* Your goal: Could you write out every entry exactly as it stands?

* Exercise inputs:

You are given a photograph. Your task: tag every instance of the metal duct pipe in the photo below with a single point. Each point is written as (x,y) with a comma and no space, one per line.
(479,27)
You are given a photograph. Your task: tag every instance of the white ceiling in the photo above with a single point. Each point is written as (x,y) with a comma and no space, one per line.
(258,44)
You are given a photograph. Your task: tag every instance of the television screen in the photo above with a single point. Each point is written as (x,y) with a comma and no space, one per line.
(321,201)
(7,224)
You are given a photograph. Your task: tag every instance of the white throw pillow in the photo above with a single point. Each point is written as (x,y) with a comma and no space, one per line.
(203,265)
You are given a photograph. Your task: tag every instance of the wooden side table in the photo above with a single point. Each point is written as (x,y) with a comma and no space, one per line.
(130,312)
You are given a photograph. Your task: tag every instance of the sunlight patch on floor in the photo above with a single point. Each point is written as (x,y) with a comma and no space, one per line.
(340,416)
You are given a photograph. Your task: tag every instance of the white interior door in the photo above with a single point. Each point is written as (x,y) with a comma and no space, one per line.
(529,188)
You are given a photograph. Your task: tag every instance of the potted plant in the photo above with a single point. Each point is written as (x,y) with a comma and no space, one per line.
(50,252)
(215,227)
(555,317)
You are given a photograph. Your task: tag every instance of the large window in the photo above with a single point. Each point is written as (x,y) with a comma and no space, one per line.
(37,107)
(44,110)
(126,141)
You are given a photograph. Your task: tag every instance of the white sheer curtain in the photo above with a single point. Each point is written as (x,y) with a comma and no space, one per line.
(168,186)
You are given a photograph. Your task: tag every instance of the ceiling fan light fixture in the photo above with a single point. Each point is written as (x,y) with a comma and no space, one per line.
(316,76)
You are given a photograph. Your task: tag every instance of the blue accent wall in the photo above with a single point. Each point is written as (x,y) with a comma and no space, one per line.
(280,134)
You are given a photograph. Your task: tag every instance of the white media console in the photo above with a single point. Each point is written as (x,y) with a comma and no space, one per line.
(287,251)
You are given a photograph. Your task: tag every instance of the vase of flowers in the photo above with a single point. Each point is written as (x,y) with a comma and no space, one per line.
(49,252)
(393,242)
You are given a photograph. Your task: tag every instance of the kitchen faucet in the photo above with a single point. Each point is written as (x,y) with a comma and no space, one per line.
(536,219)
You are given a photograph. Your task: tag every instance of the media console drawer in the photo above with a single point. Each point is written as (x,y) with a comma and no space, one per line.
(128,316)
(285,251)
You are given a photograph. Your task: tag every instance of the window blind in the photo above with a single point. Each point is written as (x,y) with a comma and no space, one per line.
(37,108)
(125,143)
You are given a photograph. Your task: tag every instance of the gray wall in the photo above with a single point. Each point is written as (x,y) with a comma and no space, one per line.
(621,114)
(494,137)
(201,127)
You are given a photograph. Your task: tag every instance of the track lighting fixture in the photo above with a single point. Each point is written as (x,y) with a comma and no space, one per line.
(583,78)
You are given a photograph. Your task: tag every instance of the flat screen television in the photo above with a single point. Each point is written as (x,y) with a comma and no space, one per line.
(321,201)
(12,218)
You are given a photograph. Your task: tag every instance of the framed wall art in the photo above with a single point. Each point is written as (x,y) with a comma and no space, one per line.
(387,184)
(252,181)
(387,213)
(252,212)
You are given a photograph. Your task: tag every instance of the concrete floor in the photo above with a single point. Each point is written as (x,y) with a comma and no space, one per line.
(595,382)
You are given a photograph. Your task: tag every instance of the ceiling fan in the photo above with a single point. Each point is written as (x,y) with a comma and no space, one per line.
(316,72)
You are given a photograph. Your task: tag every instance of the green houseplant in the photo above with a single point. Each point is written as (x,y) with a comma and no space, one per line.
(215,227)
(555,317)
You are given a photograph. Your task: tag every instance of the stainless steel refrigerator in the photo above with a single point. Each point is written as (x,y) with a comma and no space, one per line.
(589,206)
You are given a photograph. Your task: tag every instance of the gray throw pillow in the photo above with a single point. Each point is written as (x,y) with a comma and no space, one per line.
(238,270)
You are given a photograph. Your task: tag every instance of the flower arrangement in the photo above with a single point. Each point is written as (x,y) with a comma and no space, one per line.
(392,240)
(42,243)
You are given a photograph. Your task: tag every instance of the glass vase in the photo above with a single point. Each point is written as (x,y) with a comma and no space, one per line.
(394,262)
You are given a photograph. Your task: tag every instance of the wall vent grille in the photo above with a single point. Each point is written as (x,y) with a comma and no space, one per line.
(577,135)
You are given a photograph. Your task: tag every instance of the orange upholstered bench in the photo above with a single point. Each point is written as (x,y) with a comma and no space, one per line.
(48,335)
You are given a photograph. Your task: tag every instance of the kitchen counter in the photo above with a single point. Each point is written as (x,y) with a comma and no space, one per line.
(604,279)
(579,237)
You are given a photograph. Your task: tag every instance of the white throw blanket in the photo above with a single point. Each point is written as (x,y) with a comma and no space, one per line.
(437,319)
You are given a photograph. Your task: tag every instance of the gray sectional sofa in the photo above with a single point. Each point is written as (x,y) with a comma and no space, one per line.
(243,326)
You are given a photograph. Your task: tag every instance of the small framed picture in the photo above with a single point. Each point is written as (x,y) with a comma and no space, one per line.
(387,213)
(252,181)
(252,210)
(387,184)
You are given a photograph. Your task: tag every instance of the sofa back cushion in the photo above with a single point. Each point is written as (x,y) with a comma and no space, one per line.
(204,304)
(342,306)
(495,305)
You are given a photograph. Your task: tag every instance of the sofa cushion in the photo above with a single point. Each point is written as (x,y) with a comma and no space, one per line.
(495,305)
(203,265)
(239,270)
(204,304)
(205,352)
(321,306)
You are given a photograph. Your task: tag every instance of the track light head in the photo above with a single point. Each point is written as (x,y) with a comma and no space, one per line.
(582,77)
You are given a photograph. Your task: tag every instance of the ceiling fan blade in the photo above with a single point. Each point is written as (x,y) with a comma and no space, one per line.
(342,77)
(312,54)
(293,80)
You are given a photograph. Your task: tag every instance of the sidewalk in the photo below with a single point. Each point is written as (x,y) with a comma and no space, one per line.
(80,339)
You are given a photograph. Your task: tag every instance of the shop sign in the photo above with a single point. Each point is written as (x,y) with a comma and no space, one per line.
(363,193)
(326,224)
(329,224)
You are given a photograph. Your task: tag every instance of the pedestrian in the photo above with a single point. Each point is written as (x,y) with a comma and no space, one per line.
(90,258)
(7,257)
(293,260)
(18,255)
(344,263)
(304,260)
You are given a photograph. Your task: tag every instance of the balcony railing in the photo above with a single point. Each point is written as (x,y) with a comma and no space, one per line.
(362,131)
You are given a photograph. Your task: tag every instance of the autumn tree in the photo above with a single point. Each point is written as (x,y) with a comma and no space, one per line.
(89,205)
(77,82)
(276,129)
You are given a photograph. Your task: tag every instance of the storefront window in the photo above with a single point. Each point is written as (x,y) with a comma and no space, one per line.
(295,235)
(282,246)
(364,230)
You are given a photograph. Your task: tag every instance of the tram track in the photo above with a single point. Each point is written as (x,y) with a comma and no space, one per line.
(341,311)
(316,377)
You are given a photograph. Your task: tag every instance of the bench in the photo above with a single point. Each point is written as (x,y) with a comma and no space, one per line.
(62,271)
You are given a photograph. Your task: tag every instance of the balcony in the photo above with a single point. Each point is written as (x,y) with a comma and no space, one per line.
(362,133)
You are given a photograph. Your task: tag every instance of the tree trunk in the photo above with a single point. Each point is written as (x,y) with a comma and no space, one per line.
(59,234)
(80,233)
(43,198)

* Exercise result:
You are given a photograph. Your task: tag every instance of the metal duct pipe in the photo below with a single point. Each point is written as (x,y) with a comma and no space, one per line.
(479,27)
You are given a photograph. Your task: tag every instance of the white ceiling in the photo above with a single point. Each point is written as (x,y) with a comma and no space, one per line.
(258,44)
You are given a photograph. Your task: tag every instance of the television screen in the photo above with a single point. Each point is written as (x,y) with a comma and no space, one per line.
(321,201)
(7,224)
You are given a photograph. Your task: tag every instance of the white throw pillow in the photo above with a single point. Each point is written as (x,y) with a comma and no space, one per line.
(203,265)
You are given a photograph. Your task: tag every instance of the wooden side table in the photo above with a single point. Each point is written as (x,y) with a comma and no space, one per line.
(130,312)
You are given a photograph. Your task: tag every instance of the sunlight patch on floor in the photo above with a single point. Each point is written as (x,y) with a comma and no space, one per line.
(340,416)
You are given a photograph. Your task: tag every instance of the white interior door in the photo above with a single point. Each point is written as (x,y) with a comma and no space, one per line.
(529,188)
You are given a photograph. Your task: tag every instance of the potted plant in the photo above with a single point. Each point is written as (x,y) with a comma and no space, one per line.
(50,252)
(215,227)
(555,317)
You are given a photograph. Your task: tag every instance of the large window in the photo above with a single point. Each point is written as (x,y) with a comma and no space, one per line.
(37,107)
(44,110)
(126,141)
You are given a photograph. Your task: tag every instance of the white sheer curtain in the photo above with a single point. Each point is written as (x,y) with a comma and no space, one per line.
(168,186)
You are given a photograph. Your task: tag every instance of the ceiling fan light fixture in the photo above with a single point. Each point is written as (x,y) with a comma and no space, one per line.
(316,76)
You are given a photograph. Your task: tag every instance of the blue accent wall in the photo above with a single point. Each point is written as (x,y) with a comma and no space, one per line.
(280,134)
You are given a photograph. Your task: tag every instance of the white media console in the photo above with a single point. Each point is written as (x,y) with a comma and no space, one per line.
(287,251)
You are given a photograph. Your task: tag every instance of the vase of flowers in the photo above with a single point. Each point is written as (x,y) with a comma and no space, one per line.
(49,252)
(393,242)
You are given a photograph. Your task: tag every instance of the kitchen faucet in the photo above with a single point. Each point is written as (x,y) with a comma and no space, one per line.
(536,219)
You are given a photograph. Your task: tag every instance of the media console drawer in the photo above with a single point. Each point is written as (x,y) with a comma and no space, one per line.
(128,316)
(285,251)
You are given a photograph. Your task: tag every instance of the window blind in the photo above with a single point. Each point is written as (x,y) with a comma and no space, one per line.
(37,108)
(125,143)
You are given a photograph. Your task: tag every instance of the gray wall in the photo above with a single point. Each point is written as (x,y) with a comma and no space, one per line.
(621,114)
(494,137)
(201,127)
You are given a photograph. Your task: tag every instance of the track lighting fixture in the photo above with a single point. Each point is written as (x,y) with a comma and no space, one per line.
(583,78)
You are given a photograph. Your task: tag every instance of the flat screen television in the photo above with a single point. Each point is written as (x,y) with a comma and no space, one per line.
(321,201)
(12,218)
You are given a photograph. Your task: tag every instance of the framed wall art in the photo above with a single point. Each point is written as (x,y) with a comma and no space, one per line.
(387,184)
(252,181)
(387,213)
(252,212)
You are given a photograph. Your task: tag every instance of the concrete floor in the photo above with a single point. Each point is written as (x,y) with a comma and no space, one per line.
(595,382)
You are given a photograph. Your task: tag every instance of the ceiling fan in the photo above with a single point. Each point is written as (x,y) with a comma and no space, one per line.
(316,72)
You are given a photograph. Your task: tag every instance of the green houseplant in the photo above with a single point. Each point is written as (x,y) with a comma and no space, one per line.
(215,227)
(555,317)
You are given a photograph. Your task: tag every instance of the stainless steel refrigerator in the photo above with a single point. Each point is written as (x,y) with a comma and no space, one per line.
(589,206)
You are given a photograph. Your task: tag every instance of the gray throw pillow in the photo above with a single point. Each point is written as (x,y) with a comma and no space, one per line.
(238,270)
You are given a photograph. Your task: tag every instance of the flower arrangement in the photo above with a single point. Each point is written as (x,y) with a comma and no space, one per line.
(392,240)
(42,243)
You are given a photograph. Your task: tag every instance of the glass vase in the photo above with a single point. Each point is written as (x,y) with a comma and no space, one per line.
(394,262)
You are given a photograph. Your task: tag every instance of the wall vent grille in the photo above with a single point. Each point is written as (x,y) with a comma and no space, one per line.
(577,135)
You are given a photograph. Your task: tag every instance of the orange upholstered bench in the photo above with a single point. Each point is written as (x,y) with a comma and no space, one per line.
(48,335)
You are given a photograph. Your task: tag every instance of the kitchen counter in the photo above with a single point. Each point is written as (x,y) with a comma and no space, one per line.
(604,279)
(579,237)
You are given a photograph. Your task: tag every instance of the white throw blanket in the photo above with a single point. Each point is written as (x,y) with a comma and no space, one per line.
(437,319)
You are given a photograph. Your task: tag every instance of the gray sectional sofa in the photo above with a single point. Each point is written as (x,y) with a comma and no space, one per line.
(243,326)
You are given a photograph. Your task: tag every instance of the small framed picture in the photo above with a single point. Each point is written as (x,y) with a comma and no space, one per line.
(387,213)
(252,181)
(252,210)
(387,184)
You are given a photograph. Your task: tag every instance of the sofa back cushion in the photo above with a single point. Each point is written as (x,y) with a comma and no space, one per line.
(204,304)
(342,306)
(495,305)
You are given a photograph. Your task: tag every instance of the sofa cushion in the photo above with a single point. Each point is written as (x,y) with a comma and no space, one per line.
(495,305)
(203,265)
(239,270)
(204,304)
(205,352)
(321,306)
You are given a photograph. Your task: tag every instance of the track light head in the photo above with a single point. Each point is written as (x,y) with a comma and no space, one per line.
(582,77)
You are given a photograph. Your task: tag every instance of the ceiling fan blade in the photo above with a single point. Each point is written as (x,y) with a comma and no space, one per line.
(342,77)
(312,54)
(293,80)
You are given a photograph. Your task: tag every instance of the sidewalk in the photo below with a single point. Each point is written as (x,y) with a comma and no space, one per line.
(80,339)
You are given a photograph. Your task: tag every instance of the shop sign in the photo above with a single point. Each point is written as (x,y) with a comma and no space, one per line.
(363,193)
(326,224)
(329,224)
You are given a photograph. Your task: tag every instance of the pedestrian in the photo above with a single point. Each point is written as (x,y) with a comma and no space, one per line.
(90,258)
(7,257)
(293,260)
(18,255)
(344,263)
(304,260)
You are given a photograph. Your task: tag every instance of the balcony railing in the photo above with a single point. Each point is written as (x,y) with a comma and no space, one per line.
(362,131)
You are given a photograph. Your task: tag every instance of the autumn tree in the photo above with a single point. Each point is written as (x,y) with a comma and no space, one per line.
(89,205)
(77,82)
(276,129)
You are given a photograph. Your task: tag every instance of the storefront window in the photo above with a single point. Each point is written as (x,y) with a comma and no space, one per line.
(295,235)
(282,246)
(364,230)
You are given a photograph. Your task: tag every instance of the tram track in the photo above with a single point. Each point is written as (x,y) with a comma and no space, one per line.
(341,311)
(316,377)
You are given a photograph. Your task: tag every instance of the bench in the photo above with a single point. Each point is written as (x,y) with a comma and no space, one per line.
(62,271)
You are given a photograph. Your task: tag every instance of the balcony in the photo above with a single point. Each point is written as (x,y) with a comma and no space, one per line.
(362,133)
You are given a photograph. Your task: tag every instance of the tree trunk in the photo above with a single point. Each point is written as (x,y) with a comma and no space, one per line.
(59,234)
(80,233)
(43,198)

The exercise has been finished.